Duas, ou três…O silêncio sacrifica. E o excesso perturba. Onde estará o meio termo? Aquele equilíbrio descompromissado do começo do amor? Quatro palavras, uma linha. Um sorriso. Tua mão! Elizabeth M.B. Mattos – maio de 2013 – Torres
Mês: maio 2013
MANGÁ
A correspondência que não caminha pelo correio, nem por letras japonesas, nem desenhos, nem cotidiano, nem cartões, ainda pode ser a descoberta, o caminho para o amado. A cor, o traço, o pincel no mangá. Ainda assim, e quase sempre a mesma história…,a minha, a nossa.
“Eu não te contei nada até agora… Mas vou casar na primavera do ano que vem. Por isso, eu só vou poder escrever cartas a você, deste jeito, até o dia da cerimônia. Eu sei que estou sendo egoísta, mas você pode me compreender, não pode? Eu sou uma pessoa afortunada por ter conseguido trocar correspondências com você durante mais de 10 anos, desde que me formei no ginásio. Independente do conteúdo da carta, receber e ler suas cartas me trouxe muita felicidade.
Você sempre torceu por mim...”
(p.122) Bakuman
Tempo de Magliane
Estou às voltas com o tempo que abocanha esperanças, complementa certezas. Interroga a perplexidade. Incoerência, inconformismo. No entardecer o vizinho coloca seu barco-brinquedo na lagoa, e as horas escoam nas manobras de ir e vir. A distância da margem ao centro da lagoa, o desafio. Este ir e vir da lancha a motor, caça ao tempo… Lazer, prazer, vagar, sem desafio. O nada de horas e horas ditas vazias! Aliviar a tensão. O mesmo efeito da jardinagem: remexer a terra, cavar, podar, afofar, cortar a grama, libertar os galhos, colher as frutas, as flores… É o tempo! O livro certo. Atada na cadeira. Não, logo a mente se desvia. O tempo se remexe… Altera a velocidade. Posso ver o dia se fechando. Os pássaros, o cheiro, a luz invasores! Levanto os olhos pro nada, e já não tenho mais tempo. Posso ver o trabalho agitado, apertado da pintura de Maria Lidia Magliane! Eu me curvo.

● ● ●

▶ [Tarefa proposta 1]: Organize como uma lista JSON de strings, uma para cada linha e sem as linhas em branco, os registros que começam na linha que contém "In this exercise you will find the calm" e seguem até o fim dos registros, com as duas extremidades incluídas. Deixe as imagens de fora da resposta.

▶ [Registros fornecidos]:
● ● ●

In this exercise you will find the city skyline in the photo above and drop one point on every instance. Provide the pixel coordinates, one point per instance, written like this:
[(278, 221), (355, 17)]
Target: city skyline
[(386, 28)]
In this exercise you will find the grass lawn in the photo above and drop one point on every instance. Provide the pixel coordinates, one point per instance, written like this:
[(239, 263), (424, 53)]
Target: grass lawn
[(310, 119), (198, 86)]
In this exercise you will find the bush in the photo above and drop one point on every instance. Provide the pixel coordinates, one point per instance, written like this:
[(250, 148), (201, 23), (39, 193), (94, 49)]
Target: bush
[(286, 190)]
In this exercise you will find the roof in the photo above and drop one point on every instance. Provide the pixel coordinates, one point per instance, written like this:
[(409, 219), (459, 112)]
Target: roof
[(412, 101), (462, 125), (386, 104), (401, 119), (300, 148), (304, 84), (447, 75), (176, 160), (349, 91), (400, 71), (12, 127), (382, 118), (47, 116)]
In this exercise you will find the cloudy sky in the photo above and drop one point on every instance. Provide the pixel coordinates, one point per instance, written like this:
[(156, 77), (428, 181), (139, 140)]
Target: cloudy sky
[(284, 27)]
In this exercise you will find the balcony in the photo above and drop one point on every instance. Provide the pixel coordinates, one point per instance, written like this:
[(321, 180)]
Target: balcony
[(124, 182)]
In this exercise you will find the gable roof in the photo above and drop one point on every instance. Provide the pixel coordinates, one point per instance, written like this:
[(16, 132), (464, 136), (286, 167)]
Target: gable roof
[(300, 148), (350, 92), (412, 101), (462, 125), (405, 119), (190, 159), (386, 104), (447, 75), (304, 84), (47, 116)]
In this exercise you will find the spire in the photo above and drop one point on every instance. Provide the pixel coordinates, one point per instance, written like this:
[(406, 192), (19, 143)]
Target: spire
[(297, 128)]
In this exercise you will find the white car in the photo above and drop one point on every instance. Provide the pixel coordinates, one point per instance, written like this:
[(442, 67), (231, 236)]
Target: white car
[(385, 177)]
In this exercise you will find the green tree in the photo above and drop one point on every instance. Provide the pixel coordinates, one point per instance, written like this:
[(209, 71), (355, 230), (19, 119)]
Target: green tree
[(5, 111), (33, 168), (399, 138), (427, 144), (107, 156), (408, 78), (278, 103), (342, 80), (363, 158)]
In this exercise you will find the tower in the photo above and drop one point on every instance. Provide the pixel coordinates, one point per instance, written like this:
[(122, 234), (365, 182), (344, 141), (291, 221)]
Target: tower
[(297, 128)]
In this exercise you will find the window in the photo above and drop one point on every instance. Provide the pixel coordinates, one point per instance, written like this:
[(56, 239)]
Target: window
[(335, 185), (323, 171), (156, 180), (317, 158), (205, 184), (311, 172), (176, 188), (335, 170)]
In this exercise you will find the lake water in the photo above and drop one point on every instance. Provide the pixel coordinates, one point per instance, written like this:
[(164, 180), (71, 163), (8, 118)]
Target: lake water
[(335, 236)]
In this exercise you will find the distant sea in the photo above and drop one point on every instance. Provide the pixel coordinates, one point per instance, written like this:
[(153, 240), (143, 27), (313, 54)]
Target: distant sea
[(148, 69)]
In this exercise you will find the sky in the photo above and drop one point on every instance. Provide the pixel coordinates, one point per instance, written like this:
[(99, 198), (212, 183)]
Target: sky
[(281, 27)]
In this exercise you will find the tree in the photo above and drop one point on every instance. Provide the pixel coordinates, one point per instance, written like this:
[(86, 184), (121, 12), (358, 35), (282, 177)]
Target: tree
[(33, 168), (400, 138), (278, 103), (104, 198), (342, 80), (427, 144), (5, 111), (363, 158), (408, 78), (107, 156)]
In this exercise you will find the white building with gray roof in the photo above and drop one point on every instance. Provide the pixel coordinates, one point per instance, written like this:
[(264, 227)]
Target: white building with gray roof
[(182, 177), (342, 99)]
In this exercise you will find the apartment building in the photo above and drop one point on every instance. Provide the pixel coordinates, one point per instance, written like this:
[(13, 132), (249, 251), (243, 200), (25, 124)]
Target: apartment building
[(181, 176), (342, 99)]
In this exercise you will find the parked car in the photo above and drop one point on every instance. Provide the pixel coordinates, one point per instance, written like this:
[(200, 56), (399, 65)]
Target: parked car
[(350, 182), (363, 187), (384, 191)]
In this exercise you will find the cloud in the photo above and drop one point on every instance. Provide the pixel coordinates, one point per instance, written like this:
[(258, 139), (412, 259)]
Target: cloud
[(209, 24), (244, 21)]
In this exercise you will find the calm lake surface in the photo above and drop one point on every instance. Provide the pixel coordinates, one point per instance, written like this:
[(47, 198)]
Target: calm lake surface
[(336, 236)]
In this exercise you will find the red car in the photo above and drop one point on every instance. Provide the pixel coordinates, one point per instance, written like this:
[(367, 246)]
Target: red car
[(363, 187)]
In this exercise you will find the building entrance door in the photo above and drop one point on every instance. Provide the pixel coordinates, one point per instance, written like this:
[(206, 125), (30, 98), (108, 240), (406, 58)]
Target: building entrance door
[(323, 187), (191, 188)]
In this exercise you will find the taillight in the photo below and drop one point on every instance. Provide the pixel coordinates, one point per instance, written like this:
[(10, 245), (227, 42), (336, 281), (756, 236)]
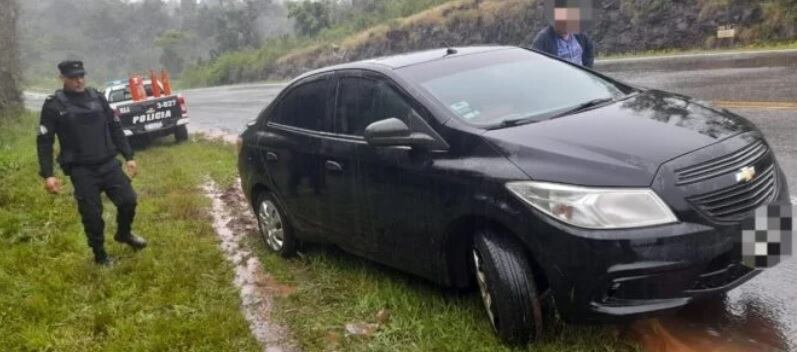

● ● ●

▶ [Tarefa proposta 2]: No trecho selecionado, o que o vizinho coloca na lagoa ao entardecer?

▶ [Resposta escrita 1]:
[
  "In this exercise you will find the calm lake surface in the photo above and drop one point on every instance. Provide the pixel coordinates, one point per instance, written like this:",
  "[(47, 198)]",
  "Target: calm lake surface",
  "[(336, 236)]",
  "In this exercise you will find the red car in the photo above and drop one point on every instance. Provide the pixel coordinates, one point per instance, written like this:",
  "[(367, 246)]",
  "Target: red car",
  "[(363, 187)]",
  "In this exercise you will find the building entrance door in the photo above and drop one point on every instance. Provide the pixel coordinates, one point per instance, written like this:",
  "[(206, 125), (30, 98), (108, 240), (406, 58)]",
  "Target: building entrance door",
  "[(323, 187), (191, 188)]",
  "In this exercise you will find the taillight in the photo below and drop one point on every instance. Provide the pixel coordinates, one point per instance, written like this:",
  "[(10, 245), (227, 42), (336, 281), (756, 236)]"
]

▶ [Resposta escrita 2]: Ele coloca seu barco-brinquedo na lagoa.